● What to do
Reproduce all of the material below as a numbered list, one line per item, and omit any blank lines.

[Start of Attachment]

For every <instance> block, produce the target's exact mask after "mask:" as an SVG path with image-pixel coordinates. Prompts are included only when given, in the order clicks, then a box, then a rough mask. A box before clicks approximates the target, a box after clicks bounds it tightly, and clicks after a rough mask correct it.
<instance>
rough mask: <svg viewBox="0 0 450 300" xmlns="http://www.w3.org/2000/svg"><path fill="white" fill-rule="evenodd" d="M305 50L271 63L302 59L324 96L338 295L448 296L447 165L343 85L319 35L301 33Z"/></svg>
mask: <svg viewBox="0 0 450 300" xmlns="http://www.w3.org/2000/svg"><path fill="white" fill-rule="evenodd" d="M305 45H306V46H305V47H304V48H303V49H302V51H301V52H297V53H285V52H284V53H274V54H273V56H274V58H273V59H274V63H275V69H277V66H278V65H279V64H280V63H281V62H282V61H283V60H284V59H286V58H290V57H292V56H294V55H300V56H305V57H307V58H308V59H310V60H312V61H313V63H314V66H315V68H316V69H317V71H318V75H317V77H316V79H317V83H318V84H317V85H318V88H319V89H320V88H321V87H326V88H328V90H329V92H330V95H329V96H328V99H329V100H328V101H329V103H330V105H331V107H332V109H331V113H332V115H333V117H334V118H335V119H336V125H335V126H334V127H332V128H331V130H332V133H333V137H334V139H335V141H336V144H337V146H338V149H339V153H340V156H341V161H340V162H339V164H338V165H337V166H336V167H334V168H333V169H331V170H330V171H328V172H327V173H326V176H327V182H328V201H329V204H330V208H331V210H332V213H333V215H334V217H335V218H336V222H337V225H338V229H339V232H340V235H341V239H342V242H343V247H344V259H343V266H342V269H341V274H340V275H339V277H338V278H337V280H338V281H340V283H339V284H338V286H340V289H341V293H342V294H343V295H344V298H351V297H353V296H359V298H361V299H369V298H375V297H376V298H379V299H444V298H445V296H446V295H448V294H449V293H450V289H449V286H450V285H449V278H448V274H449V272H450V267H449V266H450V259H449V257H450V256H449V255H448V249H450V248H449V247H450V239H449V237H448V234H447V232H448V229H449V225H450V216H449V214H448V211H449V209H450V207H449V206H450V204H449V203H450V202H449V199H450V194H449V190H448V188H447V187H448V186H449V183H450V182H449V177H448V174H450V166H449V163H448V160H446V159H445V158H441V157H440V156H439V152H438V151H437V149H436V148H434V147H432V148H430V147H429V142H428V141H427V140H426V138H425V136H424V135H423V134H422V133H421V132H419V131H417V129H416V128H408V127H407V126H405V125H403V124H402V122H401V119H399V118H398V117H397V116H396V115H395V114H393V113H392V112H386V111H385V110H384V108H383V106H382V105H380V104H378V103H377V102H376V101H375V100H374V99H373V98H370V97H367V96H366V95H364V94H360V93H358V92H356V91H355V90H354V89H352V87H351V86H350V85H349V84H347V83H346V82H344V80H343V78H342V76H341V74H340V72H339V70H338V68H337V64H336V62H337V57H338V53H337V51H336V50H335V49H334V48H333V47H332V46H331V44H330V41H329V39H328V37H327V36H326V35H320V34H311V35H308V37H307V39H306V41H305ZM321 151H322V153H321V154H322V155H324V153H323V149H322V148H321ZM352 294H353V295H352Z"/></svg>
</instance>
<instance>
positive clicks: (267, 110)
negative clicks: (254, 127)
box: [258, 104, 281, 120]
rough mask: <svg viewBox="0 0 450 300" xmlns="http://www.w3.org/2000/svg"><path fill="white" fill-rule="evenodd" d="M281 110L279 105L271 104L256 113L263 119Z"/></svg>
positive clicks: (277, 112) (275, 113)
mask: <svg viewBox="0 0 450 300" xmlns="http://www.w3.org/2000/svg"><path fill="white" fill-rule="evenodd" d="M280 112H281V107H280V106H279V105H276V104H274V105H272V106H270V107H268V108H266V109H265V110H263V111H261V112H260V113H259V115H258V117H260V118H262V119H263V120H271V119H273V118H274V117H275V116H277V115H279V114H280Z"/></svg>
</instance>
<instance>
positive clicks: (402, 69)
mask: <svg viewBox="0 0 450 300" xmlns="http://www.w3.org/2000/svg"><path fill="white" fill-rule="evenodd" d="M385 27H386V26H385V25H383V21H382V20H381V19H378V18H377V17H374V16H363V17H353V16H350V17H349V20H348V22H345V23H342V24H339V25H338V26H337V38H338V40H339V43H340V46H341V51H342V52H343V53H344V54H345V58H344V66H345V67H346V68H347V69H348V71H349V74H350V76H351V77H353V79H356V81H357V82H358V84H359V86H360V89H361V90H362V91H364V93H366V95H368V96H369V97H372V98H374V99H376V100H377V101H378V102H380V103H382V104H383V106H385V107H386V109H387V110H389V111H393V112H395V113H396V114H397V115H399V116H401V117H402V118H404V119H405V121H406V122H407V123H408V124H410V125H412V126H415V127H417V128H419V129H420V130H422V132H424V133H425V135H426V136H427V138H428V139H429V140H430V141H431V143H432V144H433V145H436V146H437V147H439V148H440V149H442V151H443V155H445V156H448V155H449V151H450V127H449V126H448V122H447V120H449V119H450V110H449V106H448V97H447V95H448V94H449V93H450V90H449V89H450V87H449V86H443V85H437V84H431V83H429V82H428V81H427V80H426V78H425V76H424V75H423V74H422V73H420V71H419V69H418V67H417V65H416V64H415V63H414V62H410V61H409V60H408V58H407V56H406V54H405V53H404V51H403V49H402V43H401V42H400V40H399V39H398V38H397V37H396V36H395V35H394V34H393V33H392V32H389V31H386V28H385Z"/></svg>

[End of Attachment]

● Reply
1. For every <instance> block, produce the target's exact mask after "mask:" as an SVG path with image-pixel coordinates. Prompts are included only when given, in the order clicks, then a box, then a rough mask. A box before clicks approximates the target, a box after clicks bounds it tightly, and clicks after a rough mask correct it.
2. <instance>
3. rough mask: <svg viewBox="0 0 450 300" xmlns="http://www.w3.org/2000/svg"><path fill="white" fill-rule="evenodd" d="M305 50L271 63L302 59L324 96L338 295L448 296L447 165L343 85L319 35L301 33Z"/></svg>
4. mask: <svg viewBox="0 0 450 300" xmlns="http://www.w3.org/2000/svg"><path fill="white" fill-rule="evenodd" d="M305 45H306V46H305V47H304V48H303V49H302V51H301V52H297V53H285V52H284V53H274V54H273V56H274V58H273V59H274V63H275V69H277V66H278V65H279V64H280V63H281V62H282V61H283V60H284V59H286V58H290V57H292V56H294V55H300V56H305V57H307V58H308V59H310V60H312V61H313V63H314V66H315V68H316V69H317V71H318V75H317V77H316V79H317V83H318V84H317V85H318V88H319V89H320V88H321V87H326V88H328V90H329V92H330V95H329V96H328V99H329V100H328V101H329V103H330V105H331V107H332V109H331V113H332V115H333V117H334V118H335V119H336V125H335V126H334V127H332V128H331V130H332V133H333V137H334V139H335V141H336V144H337V146H338V149H339V153H340V156H341V161H340V162H339V164H338V165H337V166H336V167H334V168H333V169H331V170H330V171H328V172H327V173H326V176H327V182H328V201H329V204H330V208H331V210H332V213H333V215H334V217H335V218H336V222H337V225H338V229H339V232H340V235H341V239H342V242H343V247H344V259H343V266H342V269H341V274H340V275H339V277H338V278H337V280H338V281H340V283H339V284H338V286H340V289H341V293H342V294H343V295H344V298H351V297H353V296H359V298H361V299H369V298H375V297H376V298H379V299H444V298H445V296H446V295H448V294H449V293H450V289H449V286H450V285H449V278H448V274H449V272H450V267H449V266H450V259H449V257H450V256H449V255H448V249H450V248H449V247H450V239H449V237H448V234H447V232H448V229H449V225H450V216H449V214H448V211H449V209H450V207H449V206H450V204H449V203H450V202H449V199H450V194H449V190H448V188H447V187H448V186H449V183H450V182H449V177H448V174H450V166H449V163H448V160H446V159H445V158H441V157H440V156H439V152H438V151H437V149H436V148H434V147H432V148H430V147H429V142H428V141H427V140H426V138H425V136H424V135H423V134H422V133H421V132H419V131H417V129H416V128H408V127H407V126H405V125H403V124H402V122H401V119H399V118H398V117H397V116H396V115H395V114H393V113H392V112H386V111H385V110H384V108H383V106H382V105H380V104H378V103H377V102H376V101H375V100H374V99H373V98H370V97H367V96H366V95H364V94H360V93H358V92H356V91H355V90H354V89H352V87H351V86H350V85H349V84H347V83H346V82H344V80H343V78H342V76H341V74H340V72H339V70H338V68H337V64H336V62H337V57H338V53H337V51H336V50H335V49H334V48H333V47H332V46H331V44H330V41H329V39H328V37H327V36H326V35H320V34H311V35H308V37H307V39H306V41H305ZM321 151H322V153H321V154H322V155H324V153H323V149H322V148H321ZM352 294H353V295H352Z"/></svg>
5. </instance>
6. <instance>
7. positive clicks: (267, 110)
8. negative clicks: (254, 127)
9. box: [258, 104, 281, 120]
10. rough mask: <svg viewBox="0 0 450 300" xmlns="http://www.w3.org/2000/svg"><path fill="white" fill-rule="evenodd" d="M281 110L279 105L271 104L256 113L263 119Z"/></svg>
11. positive clicks: (277, 112) (275, 113)
12. mask: <svg viewBox="0 0 450 300" xmlns="http://www.w3.org/2000/svg"><path fill="white" fill-rule="evenodd" d="M280 112H281V107H280V106H279V105H276V104H274V105H272V106H270V107H268V108H266V109H265V110H263V111H261V112H260V113H259V115H258V117H260V118H262V119H263V120H271V119H273V118H274V117H275V116H277V115H279V114H280Z"/></svg>
13. </instance>
14. <instance>
15. positive clicks: (402, 69)
16. mask: <svg viewBox="0 0 450 300" xmlns="http://www.w3.org/2000/svg"><path fill="white" fill-rule="evenodd" d="M385 27H386V26H385V25H383V21H382V20H381V19H378V18H377V17H374V16H363V17H353V16H350V17H349V20H348V22H345V23H342V24H339V25H338V26H337V38H338V40H339V43H340V46H341V51H342V52H343V53H344V54H345V58H344V66H345V67H346V68H347V69H348V71H349V74H350V76H351V77H353V79H356V81H357V82H358V84H359V86H360V89H361V90H362V91H364V93H366V95H368V96H369V97H372V98H374V99H376V100H377V101H378V102H380V103H382V104H383V106H385V107H386V109H387V110H389V111H393V112H395V113H396V114H397V115H399V116H401V117H402V118H404V119H405V121H406V122H407V123H408V124H410V125H412V126H415V127H417V128H419V129H420V130H422V132H424V133H425V135H426V136H427V138H428V139H429V140H430V141H431V143H432V144H433V145H436V146H437V147H439V148H440V149H442V151H443V155H445V156H448V155H449V151H450V127H449V126H448V122H447V120H449V119H450V110H449V106H448V97H447V95H448V94H449V93H450V90H449V89H450V87H449V86H443V85H437V84H431V83H429V82H428V81H427V80H426V78H425V76H424V75H423V74H422V73H420V71H419V69H418V67H417V65H416V64H415V63H414V62H410V61H409V60H408V58H407V56H406V54H405V53H404V51H403V49H402V43H401V42H400V40H399V39H398V38H397V37H396V36H395V35H394V34H393V33H392V32H389V31H386V28H385Z"/></svg>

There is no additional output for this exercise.